[Request 1]: In the note on the LANGUAGES and ALL_LANGUAGES settings, what is the `eo` entry in LANGUAGES used for?
[Request 2]: Continue the note on the LANGUAGES and ALL_LANGUAGES settings from the point where it stops.

[Source document]:
_ _ _ _
Clarify LANGUAGES and ALL_LANGUAGES settings

`openedx-platform` has two very similar language settings, and this is my attempt to define and document the difference. I think we need to clarify the differences and perhaps make them more consistent. Also, it's unclear if `ALL_LANGUAGES` needs to be a setting at all.

### LANGUAGES:

_Should_ represent the languages supported by the Open edX platform (i.e. available localizations of the Open edX platform user interface), but it seems to list too many languages.

https://github.com/openedx/openedx-platform/blob/e5ebde83f25bfc51eb4fd62a80846a28cd316ba7/openedx/envs/common.py#L230-L253

* This is a [standard Django setting](https://docs.djangoproject.com/en/6.0/ref/settings/#languages)
* Full language names are currently specified using the local name (endonym) like "Deutsch" for German; this seems worse than the Django [recommendation](https://docs.djangoproject.com/en/6.0/ref/settings/#languages) of naming them in English and marking them for translation, e.g. `("de", _("German")),`
* All lowercase, separated by hyphens.
* Has non-standard "languages" used for development and testing purposes:
    - `rtl` Right-to-Left Test Language
    - `eo` Dummy Language for coverage testing ([docs](https://docs.openedx.org/en/latest/developers/references/developer_guide/internationalization/i18n.html#coverage-testing))
    - `en@lolcat` LOLCAT English 😸  (why do we have this 🤔)
    - `en@pirate` Pirate English 🏴‍☠️ (why do we have this 🤔)
_ _ _ _
Extracted records:
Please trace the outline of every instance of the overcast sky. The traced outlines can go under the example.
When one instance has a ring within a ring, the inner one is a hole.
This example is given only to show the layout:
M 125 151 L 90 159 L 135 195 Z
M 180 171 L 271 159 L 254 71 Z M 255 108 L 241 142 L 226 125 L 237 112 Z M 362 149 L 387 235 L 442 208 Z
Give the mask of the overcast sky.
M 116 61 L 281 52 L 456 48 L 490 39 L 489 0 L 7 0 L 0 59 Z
_ _ _ _
[Final result 1]: It is a dummy language for coverage testing.

[Final result 2]:
* Weirdly uses an `@` sign (`ca@valencia`) as the code for "Catalan (Valencia)", which is an old GNU libc / gettext practice and not usually used for internet localization purposes. `ca-es-valencia` or `ca-valencia` would be more common.
* Is pretty inconsistent with locale vs. language codes.
    - Uses `it-it`, `jp-jp`, `tr-tr`, `fi-fi` instead of just `it`, `jp`, `tr`, `fi` for Italian, Japanese, Turkish, Finnish, etc. where there is one dominant country that uses each language
    - But uses just `en` for English, `fr` for French, and `ru` for Russian, all of which are spoken in a very wide variety of countries with many regional differences; for example, `fr-fr` (France French) and `fr-ca` (Canadian French) is an important distinction for a lot of Open edX users.
* Three Chinese language codes: `zh-cn` (Mandarin/Mainland China/simplified), `zh-hk` (Cantonese/Hong Kong/traditional), and `zh-tw` (Chinese-Taiwan). This seems correct, but as you'll see, other parts of the platform use totally different codes. (Django upstream uses two, `zh-hans` for simplified and `zh-hant` for traditional, which some argue is technically more correct but seems to not really be used in practice; as I understand it, browsers typically send/expect `zh-cn` etc.)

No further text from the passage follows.